§ DIRECTION:
Please quote the part of the frame transaction mempool rules that opens with the words containing "To be accepted" and closes with "has been observed.".

§ SELECTED PASSAGE:
+ + + + + + +

Frames after these prefixes are outside public mempool validation. For example, a transaction may continue with any number of `user_op`s and/or `post_op`s.

#### Structural Rules

To be accepted into the public mempool, a frame transaction must satisfy the following:

1. Its validation prefix must match one of the four recognized prefixes above.
2. If present, `deploy` must be the first frame. This implies there can be at most one `deploy` frame in the validation prefix.
3. `self_verify` and `only_verify` must execute in `VERIFY` mode, target `tx.sender` (either explicitly or via a null target), and must successfully call `APPROVE`.
    - `self_verify` must call `APPROVE(APPROVE_PAYMENT_AND_EXECUTION)`.
    - `only_verify` must call `APPROVE(APPROVE_EXECUTION)`.
4. `pay` must execute in `VERIFY` mode and successfully call `APPROVE(APPROVE_PAYMENT)`.
5. The sum of `gas_limit` values across the validation prefix must not exceed `MAX_VERIFY_GAS`.
6. Nodes should stop simulation immediately once `payer_approved = true` has been observed.

#### Canonical Paymaster Exception

The generic validation trace and opcode rules below apply to all frames in the validation prefix except a `pay` frame whose target runtime code exactly matches the canonical paymaster implementation. The canonical paymaster implementation is explicitly designed to be safe for public mempool use and is therefore admitted by code match, successful `APPROVE(APPROVE_PAYMENT)`, and the paymaster accounting rules in this section, rather than by requiring it to satisfy each generic validation rule individually.

+ + + + + + +

§ RAW DATA:
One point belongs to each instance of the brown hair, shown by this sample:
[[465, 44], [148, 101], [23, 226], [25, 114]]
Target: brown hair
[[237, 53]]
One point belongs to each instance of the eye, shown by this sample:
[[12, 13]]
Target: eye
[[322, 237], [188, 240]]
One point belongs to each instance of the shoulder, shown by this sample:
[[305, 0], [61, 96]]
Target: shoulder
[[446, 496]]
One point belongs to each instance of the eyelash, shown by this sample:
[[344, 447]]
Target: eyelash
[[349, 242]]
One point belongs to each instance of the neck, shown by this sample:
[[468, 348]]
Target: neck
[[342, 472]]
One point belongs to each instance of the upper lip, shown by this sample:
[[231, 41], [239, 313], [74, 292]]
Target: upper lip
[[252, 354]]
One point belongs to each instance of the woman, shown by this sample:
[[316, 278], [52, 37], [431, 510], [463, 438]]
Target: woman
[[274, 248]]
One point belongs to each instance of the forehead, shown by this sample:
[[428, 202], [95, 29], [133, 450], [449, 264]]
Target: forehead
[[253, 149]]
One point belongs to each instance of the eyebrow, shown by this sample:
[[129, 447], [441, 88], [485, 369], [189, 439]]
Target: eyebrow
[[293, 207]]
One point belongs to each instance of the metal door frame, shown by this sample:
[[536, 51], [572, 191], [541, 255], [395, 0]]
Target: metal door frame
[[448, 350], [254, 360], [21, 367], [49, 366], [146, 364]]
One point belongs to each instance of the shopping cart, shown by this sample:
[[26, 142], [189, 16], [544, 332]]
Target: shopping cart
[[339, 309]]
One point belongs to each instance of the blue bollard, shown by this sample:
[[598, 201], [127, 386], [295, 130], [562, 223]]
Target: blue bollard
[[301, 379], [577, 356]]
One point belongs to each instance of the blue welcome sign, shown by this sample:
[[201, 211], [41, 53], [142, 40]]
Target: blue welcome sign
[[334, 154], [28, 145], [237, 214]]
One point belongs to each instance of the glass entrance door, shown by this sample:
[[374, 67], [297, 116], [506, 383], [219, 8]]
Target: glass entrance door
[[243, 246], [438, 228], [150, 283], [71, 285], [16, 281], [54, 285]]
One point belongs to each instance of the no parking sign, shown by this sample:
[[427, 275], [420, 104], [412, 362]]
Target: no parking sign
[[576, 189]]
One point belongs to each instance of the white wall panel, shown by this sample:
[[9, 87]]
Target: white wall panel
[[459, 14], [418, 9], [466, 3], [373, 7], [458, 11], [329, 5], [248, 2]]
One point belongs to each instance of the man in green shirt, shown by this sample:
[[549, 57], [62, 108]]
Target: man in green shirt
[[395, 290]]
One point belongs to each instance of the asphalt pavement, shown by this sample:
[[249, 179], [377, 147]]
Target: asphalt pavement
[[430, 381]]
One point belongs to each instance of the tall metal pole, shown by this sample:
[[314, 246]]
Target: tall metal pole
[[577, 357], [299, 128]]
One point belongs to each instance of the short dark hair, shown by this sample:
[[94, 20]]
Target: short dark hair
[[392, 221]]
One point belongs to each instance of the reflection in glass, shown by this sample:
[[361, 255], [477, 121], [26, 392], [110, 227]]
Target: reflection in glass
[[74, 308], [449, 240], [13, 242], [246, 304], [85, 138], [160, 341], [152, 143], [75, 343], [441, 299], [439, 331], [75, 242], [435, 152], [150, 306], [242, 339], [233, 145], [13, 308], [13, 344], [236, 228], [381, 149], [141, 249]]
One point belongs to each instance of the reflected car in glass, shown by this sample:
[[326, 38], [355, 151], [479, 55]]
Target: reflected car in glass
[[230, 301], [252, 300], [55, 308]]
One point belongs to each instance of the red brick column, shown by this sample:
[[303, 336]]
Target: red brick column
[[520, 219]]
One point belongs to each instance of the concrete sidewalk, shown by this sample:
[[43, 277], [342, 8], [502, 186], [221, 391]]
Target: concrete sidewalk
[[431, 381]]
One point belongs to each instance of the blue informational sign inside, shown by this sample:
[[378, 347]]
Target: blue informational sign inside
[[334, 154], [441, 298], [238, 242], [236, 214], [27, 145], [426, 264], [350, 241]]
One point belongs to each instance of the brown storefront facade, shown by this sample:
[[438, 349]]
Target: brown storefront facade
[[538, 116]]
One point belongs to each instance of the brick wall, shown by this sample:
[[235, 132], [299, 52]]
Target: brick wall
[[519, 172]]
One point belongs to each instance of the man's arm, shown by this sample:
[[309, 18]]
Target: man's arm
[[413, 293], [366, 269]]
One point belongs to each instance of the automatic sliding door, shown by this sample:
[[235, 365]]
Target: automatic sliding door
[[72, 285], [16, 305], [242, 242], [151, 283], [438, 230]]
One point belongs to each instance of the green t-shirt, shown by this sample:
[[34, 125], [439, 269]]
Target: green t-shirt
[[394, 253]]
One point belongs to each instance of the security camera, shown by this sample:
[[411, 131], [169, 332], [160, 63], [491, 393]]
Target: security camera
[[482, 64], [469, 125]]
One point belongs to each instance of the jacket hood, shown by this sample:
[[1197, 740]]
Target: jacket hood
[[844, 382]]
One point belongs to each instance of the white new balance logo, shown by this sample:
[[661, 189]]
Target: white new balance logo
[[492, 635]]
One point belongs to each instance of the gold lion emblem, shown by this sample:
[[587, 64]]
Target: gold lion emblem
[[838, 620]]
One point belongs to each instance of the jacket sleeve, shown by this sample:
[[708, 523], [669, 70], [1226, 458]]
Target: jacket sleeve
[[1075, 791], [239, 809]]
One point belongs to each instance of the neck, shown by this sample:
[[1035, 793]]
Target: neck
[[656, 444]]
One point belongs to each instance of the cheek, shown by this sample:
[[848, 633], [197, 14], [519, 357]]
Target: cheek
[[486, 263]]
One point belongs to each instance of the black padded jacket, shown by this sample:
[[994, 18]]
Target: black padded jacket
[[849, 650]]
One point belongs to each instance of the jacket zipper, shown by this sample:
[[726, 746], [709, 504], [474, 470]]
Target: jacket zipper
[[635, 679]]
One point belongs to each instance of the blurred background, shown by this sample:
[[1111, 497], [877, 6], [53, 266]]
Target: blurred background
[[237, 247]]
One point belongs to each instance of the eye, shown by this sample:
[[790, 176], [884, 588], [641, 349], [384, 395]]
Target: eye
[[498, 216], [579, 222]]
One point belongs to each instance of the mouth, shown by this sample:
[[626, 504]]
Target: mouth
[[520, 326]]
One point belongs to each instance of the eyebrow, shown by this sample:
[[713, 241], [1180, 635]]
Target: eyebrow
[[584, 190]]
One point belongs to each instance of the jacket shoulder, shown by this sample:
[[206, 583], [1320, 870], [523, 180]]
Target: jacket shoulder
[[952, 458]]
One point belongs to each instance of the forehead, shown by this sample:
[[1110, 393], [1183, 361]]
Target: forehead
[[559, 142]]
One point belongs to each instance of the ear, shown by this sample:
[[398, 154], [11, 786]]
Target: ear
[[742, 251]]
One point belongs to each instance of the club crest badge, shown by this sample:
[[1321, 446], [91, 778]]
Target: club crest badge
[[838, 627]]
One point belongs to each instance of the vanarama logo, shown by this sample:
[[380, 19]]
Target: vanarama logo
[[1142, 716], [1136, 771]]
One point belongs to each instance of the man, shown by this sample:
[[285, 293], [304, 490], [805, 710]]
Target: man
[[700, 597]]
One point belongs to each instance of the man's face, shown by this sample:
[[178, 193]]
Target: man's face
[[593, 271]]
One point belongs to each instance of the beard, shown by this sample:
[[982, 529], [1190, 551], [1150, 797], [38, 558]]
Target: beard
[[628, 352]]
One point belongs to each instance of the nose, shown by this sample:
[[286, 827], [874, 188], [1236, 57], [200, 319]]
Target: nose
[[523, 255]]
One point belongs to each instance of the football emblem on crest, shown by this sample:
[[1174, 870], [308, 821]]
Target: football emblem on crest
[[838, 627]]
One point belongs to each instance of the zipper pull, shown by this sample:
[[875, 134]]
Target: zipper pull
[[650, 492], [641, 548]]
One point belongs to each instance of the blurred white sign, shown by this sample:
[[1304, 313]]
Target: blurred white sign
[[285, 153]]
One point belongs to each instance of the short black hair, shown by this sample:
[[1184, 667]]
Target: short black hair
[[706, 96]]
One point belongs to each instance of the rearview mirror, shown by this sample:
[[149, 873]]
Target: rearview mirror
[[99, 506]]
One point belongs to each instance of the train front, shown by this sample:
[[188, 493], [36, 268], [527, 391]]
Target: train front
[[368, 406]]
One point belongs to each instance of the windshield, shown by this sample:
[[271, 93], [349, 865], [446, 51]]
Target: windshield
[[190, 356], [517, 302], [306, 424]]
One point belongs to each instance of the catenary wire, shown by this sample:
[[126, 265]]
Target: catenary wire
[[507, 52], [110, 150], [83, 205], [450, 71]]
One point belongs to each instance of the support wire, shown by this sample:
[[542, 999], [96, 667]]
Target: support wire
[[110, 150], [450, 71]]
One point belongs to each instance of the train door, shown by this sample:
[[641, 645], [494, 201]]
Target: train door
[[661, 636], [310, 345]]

+ + + + + + +

§ PROBLEM SOLUTION:
To be accepted into the public mempool, a frame transaction must satisfy the following:

1. Its validation prefix must match one of the four recognized prefixes above.
2. If present, `deploy` must be the first frame. This implies there can be at most one `deploy` frame in the validation prefix.
3. `self_verify` and `only_verify` must execute in `VERIFY` mode, target `tx.sender` (either explicitly or via a null target), and must successfully call `APPROVE`.
    - `self_verify` must call `APPROVE(APPROVE_PAYMENT_AND_EXECUTION)`.
    - `only_verify` must call `APPROVE(APPROVE_EXECUTION)`.
4. `pay` must execute in `VERIFY` mode and successfully call `APPROVE(APPROVE_PAYMENT)`.
5. The sum of `gas_limit` values across the validation prefix must not exceed `MAX_VERIFY_GAS`.
6. Nodes should stop simulation immediately once `payer_approved = true` has been observed.